INFORMATION SUPPLIED »
____________

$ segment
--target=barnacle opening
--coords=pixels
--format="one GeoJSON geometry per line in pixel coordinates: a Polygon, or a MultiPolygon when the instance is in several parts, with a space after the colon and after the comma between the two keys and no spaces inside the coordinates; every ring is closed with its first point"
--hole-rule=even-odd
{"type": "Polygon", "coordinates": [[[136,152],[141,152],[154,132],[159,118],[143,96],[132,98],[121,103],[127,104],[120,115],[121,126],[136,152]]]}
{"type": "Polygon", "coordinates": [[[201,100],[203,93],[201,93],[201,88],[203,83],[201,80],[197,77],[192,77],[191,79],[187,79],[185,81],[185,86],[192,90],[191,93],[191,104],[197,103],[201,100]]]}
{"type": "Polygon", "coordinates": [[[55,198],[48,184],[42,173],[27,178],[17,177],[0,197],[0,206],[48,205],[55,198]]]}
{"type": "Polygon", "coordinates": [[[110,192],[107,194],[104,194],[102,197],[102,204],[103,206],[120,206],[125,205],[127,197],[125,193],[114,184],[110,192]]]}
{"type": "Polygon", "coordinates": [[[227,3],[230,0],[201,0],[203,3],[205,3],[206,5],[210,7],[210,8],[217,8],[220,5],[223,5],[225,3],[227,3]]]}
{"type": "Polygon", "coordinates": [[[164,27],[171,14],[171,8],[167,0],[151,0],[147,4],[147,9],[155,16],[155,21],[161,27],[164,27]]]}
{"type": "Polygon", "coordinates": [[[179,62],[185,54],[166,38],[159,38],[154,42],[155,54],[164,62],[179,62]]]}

____________

YOUR INSTRUCTIONS »
Rewrite everything from the start of the records down to the line containing "--hole-rule=even-odd", with "barnacle opening" replaced by "mussel shell" and everything else left unchanged. Give only those lines.

WRITTEN SOLUTION »
$ segment
--target=mussel shell
--coords=pixels
--format="one GeoJSON geometry per line in pixel coordinates: a Polygon, or a MultiPolygon when the instance is in several parts, with a space after the colon and after the comma between the two keys and no spaces inside the coordinates; every ring is closed with its first point"
--hole-rule=even-odd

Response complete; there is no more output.